GOAL: Display each line from the rows below that contains the string "instance", matching case exactly.

DATA SUPPLIED:
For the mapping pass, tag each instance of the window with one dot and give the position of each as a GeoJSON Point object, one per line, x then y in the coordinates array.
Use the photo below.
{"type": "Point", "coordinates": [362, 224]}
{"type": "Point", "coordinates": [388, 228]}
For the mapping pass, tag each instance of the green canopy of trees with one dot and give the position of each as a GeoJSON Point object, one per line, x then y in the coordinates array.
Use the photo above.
--
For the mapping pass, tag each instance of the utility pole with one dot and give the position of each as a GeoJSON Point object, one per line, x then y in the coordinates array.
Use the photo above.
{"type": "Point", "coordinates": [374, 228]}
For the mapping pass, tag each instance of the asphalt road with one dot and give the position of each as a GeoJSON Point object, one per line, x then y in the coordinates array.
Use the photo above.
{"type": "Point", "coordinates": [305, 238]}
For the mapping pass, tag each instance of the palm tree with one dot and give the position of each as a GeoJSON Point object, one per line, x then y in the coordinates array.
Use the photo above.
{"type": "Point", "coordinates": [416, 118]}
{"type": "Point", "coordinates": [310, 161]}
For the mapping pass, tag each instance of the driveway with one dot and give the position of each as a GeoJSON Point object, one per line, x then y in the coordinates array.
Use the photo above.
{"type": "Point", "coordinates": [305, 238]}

ANSWER TO THIS EXERCISE:
For the mapping pass, tag each instance of the window with one dot and give the position of each as a GeoJSON Point object, one per line, x then y in the coordinates array.
For the mapping pass, tag each instance of the green canopy of trees with one dot and give the position of each as a GeoJSON Point object, one per line, x then y in the coordinates array.
For the mapping pass, tag each instance of the utility pole with one dot and give the position of each as a GeoJSON Point object, one per line, x then y in the coordinates array.
For the mapping pass, tag each instance of the asphalt road with one dot and give the position of each as a GeoJSON Point object, one per line, x then y in the coordinates array.
For the mapping pass, tag each instance of the palm tree with one dot and give the position of each as a GeoJSON Point object, one per line, x then y in the coordinates array.
For the mapping pass, tag each instance of the driveway with one dot and give the position of each as a GeoJSON Point object, one per line, x then y in the coordinates array.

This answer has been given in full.